===== EXCERPTED RECORDS

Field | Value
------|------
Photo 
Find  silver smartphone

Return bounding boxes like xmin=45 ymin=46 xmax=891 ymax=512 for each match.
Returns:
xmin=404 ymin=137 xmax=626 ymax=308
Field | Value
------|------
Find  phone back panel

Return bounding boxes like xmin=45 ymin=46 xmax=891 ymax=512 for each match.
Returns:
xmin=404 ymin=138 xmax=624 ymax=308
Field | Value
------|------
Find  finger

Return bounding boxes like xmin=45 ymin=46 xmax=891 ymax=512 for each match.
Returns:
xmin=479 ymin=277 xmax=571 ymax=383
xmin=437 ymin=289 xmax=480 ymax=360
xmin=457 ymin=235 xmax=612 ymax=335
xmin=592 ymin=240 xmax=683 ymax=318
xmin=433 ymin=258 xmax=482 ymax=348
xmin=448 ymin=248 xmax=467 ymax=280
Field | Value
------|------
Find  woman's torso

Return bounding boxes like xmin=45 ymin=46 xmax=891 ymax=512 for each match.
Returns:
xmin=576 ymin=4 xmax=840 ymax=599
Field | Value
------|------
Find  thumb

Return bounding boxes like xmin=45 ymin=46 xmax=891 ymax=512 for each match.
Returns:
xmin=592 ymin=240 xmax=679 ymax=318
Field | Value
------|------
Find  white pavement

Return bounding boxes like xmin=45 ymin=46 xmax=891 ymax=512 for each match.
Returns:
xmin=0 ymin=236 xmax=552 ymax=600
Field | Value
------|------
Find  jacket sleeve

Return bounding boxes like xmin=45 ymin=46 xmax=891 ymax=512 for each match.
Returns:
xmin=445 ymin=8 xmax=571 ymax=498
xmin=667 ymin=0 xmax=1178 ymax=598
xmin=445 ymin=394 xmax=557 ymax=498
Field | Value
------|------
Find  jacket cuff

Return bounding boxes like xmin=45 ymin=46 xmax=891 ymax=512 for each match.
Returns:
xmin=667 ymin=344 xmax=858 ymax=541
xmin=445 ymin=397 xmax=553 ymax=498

==========

*REQUIRED TASK:* Rewrite all of the data above, replacing "bounding boxes" with "box coordinates" at every occurrence and leaving everything else unchanged.

*RESPONSE TO THIS EXERCISE:*
Field | Value
------|------
Photo 
Find  silver smartphone

Return box coordinates like xmin=45 ymin=46 xmax=891 ymax=512 for each match.
Returns:
xmin=404 ymin=137 xmax=626 ymax=308
Field | Value
------|------
Find  phone back panel

Return box coordinates like xmin=45 ymin=46 xmax=891 ymax=512 for each match.
Returns:
xmin=404 ymin=138 xmax=624 ymax=308
Field | Value
------|------
Find  finger

Return box coordinates like xmin=45 ymin=46 xmax=891 ymax=512 for each match.
Returns:
xmin=479 ymin=277 xmax=571 ymax=383
xmin=437 ymin=289 xmax=480 ymax=360
xmin=457 ymin=235 xmax=612 ymax=335
xmin=592 ymin=240 xmax=683 ymax=318
xmin=433 ymin=258 xmax=482 ymax=348
xmin=448 ymin=248 xmax=467 ymax=280
Field | Value
------|------
Find  woman's torso

Return box coordinates like xmin=45 ymin=46 xmax=891 ymax=512 for each match.
Returns:
xmin=576 ymin=4 xmax=840 ymax=599
Field | Value
------|------
Find  thumb

Return box coordinates like xmin=45 ymin=46 xmax=891 ymax=512 for each match.
Returns:
xmin=592 ymin=240 xmax=679 ymax=318
Field | Value
------|------
Find  white pavement

Return box coordinates like xmin=45 ymin=46 xmax=891 ymax=512 for each match.
Returns:
xmin=0 ymin=236 xmax=552 ymax=600
Field | Value
------|------
Find  jacket sleeve

Return box coordinates like xmin=45 ymin=46 xmax=891 ymax=512 for each match.
Returns:
xmin=445 ymin=8 xmax=571 ymax=498
xmin=667 ymin=0 xmax=1178 ymax=598
xmin=445 ymin=394 xmax=557 ymax=498
Field | Value
------|------
Find  jacket cuff

Return box coordinates like xmin=45 ymin=46 xmax=891 ymax=512 for each match.
Returns:
xmin=667 ymin=344 xmax=858 ymax=541
xmin=445 ymin=397 xmax=553 ymax=498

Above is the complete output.